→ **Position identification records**
+ + + + +

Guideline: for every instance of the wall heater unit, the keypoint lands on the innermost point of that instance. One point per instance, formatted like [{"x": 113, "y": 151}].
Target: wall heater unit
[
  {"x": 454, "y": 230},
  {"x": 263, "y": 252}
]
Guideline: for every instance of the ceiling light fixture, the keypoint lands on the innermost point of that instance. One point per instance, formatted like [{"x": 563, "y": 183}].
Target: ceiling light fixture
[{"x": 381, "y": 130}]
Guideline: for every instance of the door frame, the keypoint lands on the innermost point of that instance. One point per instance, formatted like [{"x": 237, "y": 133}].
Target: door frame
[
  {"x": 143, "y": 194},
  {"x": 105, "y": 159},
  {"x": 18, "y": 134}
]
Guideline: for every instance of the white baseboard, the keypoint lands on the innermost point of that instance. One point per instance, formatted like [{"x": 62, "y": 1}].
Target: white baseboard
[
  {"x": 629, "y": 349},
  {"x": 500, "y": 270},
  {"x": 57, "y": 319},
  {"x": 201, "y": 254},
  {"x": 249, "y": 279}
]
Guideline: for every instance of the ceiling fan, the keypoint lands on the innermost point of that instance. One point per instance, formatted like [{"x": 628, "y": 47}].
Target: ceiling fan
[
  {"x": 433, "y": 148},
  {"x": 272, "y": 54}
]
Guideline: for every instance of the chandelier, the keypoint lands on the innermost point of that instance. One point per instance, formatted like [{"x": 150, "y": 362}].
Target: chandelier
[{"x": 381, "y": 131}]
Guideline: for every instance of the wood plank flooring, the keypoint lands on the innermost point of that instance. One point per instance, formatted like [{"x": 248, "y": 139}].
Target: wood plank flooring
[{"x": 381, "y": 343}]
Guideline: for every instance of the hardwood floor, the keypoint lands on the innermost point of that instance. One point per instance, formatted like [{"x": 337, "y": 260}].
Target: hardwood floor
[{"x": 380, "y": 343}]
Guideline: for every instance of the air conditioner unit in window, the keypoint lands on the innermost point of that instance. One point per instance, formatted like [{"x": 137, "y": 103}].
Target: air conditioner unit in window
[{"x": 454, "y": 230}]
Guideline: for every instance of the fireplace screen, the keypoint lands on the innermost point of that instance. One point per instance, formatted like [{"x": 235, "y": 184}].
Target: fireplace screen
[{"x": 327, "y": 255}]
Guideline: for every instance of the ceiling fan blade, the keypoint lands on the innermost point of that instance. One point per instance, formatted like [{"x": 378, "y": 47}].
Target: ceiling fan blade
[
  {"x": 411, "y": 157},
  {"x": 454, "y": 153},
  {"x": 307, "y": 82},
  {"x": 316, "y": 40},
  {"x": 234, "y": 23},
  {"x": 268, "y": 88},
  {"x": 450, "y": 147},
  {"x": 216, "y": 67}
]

+ + + + +

→ **The task**
Rewrite every line of the listing above, switching "innermost point" to "central point" wherever it occurs and leaving everything else unchanged.

→ **Result of this task**
Guideline: for every instance of the wall heater unit, the keypoint lands on the central point of that instance. One point per instance, formatted like [{"x": 113, "y": 151}].
Target: wall heater unit
[
  {"x": 454, "y": 230},
  {"x": 263, "y": 252}
]
Guideline: for every instance of the ceiling light fixture, the keypoint lands on the central point of that instance. One point per instance, formatted like [{"x": 563, "y": 183}].
Target: ceiling light fixture
[{"x": 381, "y": 130}]
Guideline: for every instance of the door frame, the keypoint lands on the central point of that instance. One point per instance, formatted like [{"x": 237, "y": 133}].
Target: door frame
[
  {"x": 143, "y": 194},
  {"x": 105, "y": 159},
  {"x": 18, "y": 134}
]
Guideline: for every instance of the white baseboard, the keypoint lands on the central point of that instance. One point per instance, formatted like [{"x": 62, "y": 1}].
Target: white baseboard
[
  {"x": 629, "y": 349},
  {"x": 500, "y": 270},
  {"x": 57, "y": 319},
  {"x": 201, "y": 254},
  {"x": 249, "y": 279}
]
Guideline: for every instance of the ceiling fan, the keypoint lands on the central point of that instance. One point per instance, formatted like [{"x": 628, "y": 47}].
Target: ceiling fan
[
  {"x": 433, "y": 148},
  {"x": 272, "y": 54}
]
Guideline: for every instance of the chandelier, the keypoint lands on the central point of that instance. One point per instance, formatted like [{"x": 150, "y": 362}].
Target: chandelier
[{"x": 381, "y": 131}]
Guideline: for every instance of the wood plank flooring, the keypoint lands on the central point of that instance. One point per instance, formatted like [{"x": 248, "y": 139}].
Target: wood plank flooring
[{"x": 381, "y": 343}]
Guideline: for every instance of the hardwood floor, the keypoint lands on the central point of that instance. One point per instance, formatted like [{"x": 337, "y": 260}].
Target: hardwood floor
[{"x": 380, "y": 343}]
Guideline: for every instance of the air conditioner unit in window, the keypoint lands on the central point of that instance. One point per instance, formatted like [{"x": 137, "y": 103}].
Target: air conditioner unit in window
[{"x": 454, "y": 230}]
Guideline: for every instance of the fireplace screen, the keypoint lands on the central point of that instance. One point per instance, formatted like [{"x": 235, "y": 184}].
Target: fireplace screen
[{"x": 327, "y": 255}]
Guideline: for every instance of the ceiling fan blade, the keypoint lands on the central point of that instance. One point per instance, formatted like [{"x": 378, "y": 47}].
Target: ceiling fan blade
[
  {"x": 411, "y": 157},
  {"x": 454, "y": 153},
  {"x": 307, "y": 82},
  {"x": 316, "y": 40},
  {"x": 234, "y": 23},
  {"x": 268, "y": 88},
  {"x": 450, "y": 147},
  {"x": 216, "y": 67}
]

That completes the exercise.